▶ [Extract provided]
%%
A man with paralysed limbs can now pick up a spoon or hold a phone to his ear with movements controlled by his thoughts. A broken neck left him quadriplegic, but despite this he can grasp a bottle, pour its contents into a jar and then stir it with a stick.
The ground-breaking research represents the first time that forearm muscles in a human have been controlled directly by thought and opens the way to more advanced devices for restoring movement to paralysed limbs.
“The findings of this paper are so important for advancing the field of bioelectronic medicine, a new field that is exploding, that it really will help advance the technology that will provide new options for these patients,” says American researcher Chad Bouton.
He, along with Nick Annetta and Ali Rezai and other colleagues, published this remarkable research on April 13th in the journal Nature.
"This is the first time a completely paralysed person has regained movement just by using their thoughts," says Dr Bouton, of the Feinstein Institute for Medical Research in the US.
"Now I can think about what I want to do and now I can do it," says Ian Burkhart, a 24-year-old quadriplegic from Dublin, Ohio, on whom the Nature paper is based. "It was a big shock. [The movement] was so fluid-like before the accident."
%%
(Stored entries from a collection)
%%
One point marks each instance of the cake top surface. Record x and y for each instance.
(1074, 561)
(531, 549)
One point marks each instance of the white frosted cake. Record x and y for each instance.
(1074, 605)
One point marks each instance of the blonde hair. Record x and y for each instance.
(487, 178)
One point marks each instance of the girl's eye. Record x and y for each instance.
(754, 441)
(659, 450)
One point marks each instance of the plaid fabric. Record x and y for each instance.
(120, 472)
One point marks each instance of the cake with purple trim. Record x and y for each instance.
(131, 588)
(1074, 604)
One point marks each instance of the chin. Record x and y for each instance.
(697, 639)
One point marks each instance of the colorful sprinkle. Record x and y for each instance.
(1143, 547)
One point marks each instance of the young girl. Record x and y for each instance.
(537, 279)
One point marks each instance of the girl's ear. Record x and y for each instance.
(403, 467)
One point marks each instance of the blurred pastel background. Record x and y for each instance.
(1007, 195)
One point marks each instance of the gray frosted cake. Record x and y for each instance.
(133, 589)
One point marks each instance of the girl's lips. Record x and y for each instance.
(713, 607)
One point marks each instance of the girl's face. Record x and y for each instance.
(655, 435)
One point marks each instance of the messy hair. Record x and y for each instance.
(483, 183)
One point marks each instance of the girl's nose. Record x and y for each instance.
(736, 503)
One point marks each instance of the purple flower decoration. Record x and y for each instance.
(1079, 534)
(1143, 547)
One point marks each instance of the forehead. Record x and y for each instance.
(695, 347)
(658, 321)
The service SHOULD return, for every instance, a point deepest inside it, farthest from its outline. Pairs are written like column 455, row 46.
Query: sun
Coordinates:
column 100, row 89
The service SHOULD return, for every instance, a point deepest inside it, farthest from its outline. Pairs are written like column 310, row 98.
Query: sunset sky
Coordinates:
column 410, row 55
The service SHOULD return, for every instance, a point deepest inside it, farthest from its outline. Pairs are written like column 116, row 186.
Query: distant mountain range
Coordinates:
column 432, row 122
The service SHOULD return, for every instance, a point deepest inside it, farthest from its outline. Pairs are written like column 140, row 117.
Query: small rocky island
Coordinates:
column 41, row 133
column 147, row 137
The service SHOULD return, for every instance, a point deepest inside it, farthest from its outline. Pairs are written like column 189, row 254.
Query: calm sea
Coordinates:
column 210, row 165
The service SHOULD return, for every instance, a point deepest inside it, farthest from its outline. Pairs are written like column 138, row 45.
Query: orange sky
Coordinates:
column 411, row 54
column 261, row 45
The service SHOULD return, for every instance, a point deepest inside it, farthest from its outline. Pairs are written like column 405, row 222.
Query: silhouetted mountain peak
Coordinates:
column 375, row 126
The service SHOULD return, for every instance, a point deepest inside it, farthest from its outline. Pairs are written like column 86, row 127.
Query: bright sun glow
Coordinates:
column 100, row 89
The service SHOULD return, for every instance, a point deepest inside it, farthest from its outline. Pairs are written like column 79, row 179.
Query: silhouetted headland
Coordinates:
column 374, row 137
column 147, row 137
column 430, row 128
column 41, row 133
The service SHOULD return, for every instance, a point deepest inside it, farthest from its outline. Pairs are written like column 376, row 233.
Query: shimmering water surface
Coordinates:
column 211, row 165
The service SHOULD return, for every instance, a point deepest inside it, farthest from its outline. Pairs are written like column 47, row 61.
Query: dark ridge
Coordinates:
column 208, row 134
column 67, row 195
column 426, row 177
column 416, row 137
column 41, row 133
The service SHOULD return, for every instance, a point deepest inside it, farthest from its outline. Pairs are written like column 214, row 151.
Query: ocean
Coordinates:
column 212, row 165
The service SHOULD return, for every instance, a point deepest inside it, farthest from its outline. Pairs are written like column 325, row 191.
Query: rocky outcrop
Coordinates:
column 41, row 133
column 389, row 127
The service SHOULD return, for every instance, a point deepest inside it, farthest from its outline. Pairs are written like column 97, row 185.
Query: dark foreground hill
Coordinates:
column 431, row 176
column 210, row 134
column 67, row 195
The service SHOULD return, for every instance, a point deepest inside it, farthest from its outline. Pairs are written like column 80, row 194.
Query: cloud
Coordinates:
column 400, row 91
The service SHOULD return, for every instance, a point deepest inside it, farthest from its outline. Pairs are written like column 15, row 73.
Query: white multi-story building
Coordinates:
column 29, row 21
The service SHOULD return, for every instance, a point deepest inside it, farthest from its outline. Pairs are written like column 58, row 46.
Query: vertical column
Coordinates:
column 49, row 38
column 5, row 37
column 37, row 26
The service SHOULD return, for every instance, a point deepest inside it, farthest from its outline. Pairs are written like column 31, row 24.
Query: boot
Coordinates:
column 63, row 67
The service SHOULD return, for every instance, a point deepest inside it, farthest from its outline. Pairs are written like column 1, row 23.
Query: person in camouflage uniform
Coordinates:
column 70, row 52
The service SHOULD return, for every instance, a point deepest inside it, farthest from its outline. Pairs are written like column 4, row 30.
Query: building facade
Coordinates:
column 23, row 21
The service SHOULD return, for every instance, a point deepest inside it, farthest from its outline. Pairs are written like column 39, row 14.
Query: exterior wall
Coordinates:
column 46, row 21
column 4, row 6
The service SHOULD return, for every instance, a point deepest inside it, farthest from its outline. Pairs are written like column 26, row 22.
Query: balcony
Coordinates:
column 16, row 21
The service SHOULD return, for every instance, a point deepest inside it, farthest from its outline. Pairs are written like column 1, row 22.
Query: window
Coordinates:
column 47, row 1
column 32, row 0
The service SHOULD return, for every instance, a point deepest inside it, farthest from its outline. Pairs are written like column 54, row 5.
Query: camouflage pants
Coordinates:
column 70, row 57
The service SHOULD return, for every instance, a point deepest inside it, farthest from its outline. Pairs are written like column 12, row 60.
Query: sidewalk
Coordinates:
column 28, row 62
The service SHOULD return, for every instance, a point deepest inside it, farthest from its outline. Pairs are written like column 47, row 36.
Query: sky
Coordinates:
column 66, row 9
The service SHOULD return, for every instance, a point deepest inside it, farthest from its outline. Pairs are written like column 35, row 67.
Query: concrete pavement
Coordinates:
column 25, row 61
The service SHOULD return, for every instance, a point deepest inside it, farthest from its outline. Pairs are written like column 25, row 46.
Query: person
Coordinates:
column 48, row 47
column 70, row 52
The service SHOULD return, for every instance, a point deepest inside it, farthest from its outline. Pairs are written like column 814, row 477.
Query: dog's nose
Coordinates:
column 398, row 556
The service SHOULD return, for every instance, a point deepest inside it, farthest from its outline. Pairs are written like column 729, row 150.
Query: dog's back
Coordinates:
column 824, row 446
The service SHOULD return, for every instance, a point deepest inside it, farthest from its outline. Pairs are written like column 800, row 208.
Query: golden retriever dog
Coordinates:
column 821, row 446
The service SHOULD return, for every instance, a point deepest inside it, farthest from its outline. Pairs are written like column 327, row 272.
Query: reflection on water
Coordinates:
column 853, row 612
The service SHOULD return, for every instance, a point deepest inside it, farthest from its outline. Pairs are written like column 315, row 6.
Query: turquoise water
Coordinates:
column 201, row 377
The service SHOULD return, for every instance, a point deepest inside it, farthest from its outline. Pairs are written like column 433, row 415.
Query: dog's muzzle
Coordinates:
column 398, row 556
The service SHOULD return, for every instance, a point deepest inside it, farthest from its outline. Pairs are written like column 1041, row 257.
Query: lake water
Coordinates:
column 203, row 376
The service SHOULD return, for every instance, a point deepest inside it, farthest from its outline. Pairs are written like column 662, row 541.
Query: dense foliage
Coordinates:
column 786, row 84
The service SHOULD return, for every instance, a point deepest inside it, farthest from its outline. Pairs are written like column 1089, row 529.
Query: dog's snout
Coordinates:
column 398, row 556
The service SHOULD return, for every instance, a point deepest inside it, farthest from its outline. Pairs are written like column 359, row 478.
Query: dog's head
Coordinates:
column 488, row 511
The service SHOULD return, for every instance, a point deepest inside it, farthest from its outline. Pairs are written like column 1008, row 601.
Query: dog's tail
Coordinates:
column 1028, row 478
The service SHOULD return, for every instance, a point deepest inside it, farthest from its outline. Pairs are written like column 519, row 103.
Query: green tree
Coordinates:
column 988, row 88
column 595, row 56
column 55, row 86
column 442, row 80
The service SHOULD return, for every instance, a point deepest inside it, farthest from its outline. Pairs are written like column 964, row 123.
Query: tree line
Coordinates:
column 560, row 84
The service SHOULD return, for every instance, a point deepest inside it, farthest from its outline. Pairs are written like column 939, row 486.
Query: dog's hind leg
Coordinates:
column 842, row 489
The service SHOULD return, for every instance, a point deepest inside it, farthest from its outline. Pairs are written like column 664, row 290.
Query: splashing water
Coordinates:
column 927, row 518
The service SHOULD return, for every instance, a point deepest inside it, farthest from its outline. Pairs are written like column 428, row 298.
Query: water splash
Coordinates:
%%
▶ [Tasks to complete]
1) Name every person identified by name in the article on thought-controlled movement.
2) Answer these questions from the article on thought-controlled movement:
(a) In which journal was the research published?
(b) Which institute is Dr Bouton from?
(c) How old is Ian Burkhart?
3) Copy the part of the article on thought-controlled movement that opens with the words containing "A man with paralysed" and closes with "with a stick.".
The material above stands apart from the article on thought-controlled movement.

▶ [Responses for each task]
1) Chad Bouton, Nick Annetta, Ali Rezai, Ian Burkhart

2)
(a) Nature
(b) The Feinstein Institute for Medical Research in the US
(c) 24

3)
A man with paralysed limbs can now pick up a spoon or hold a phone to his ear with movements controlled by his thoughts. A broken neck left him quadriplegic, but despite this he can grasp a bottle, pour its contents into a jar and then stir it with a stick.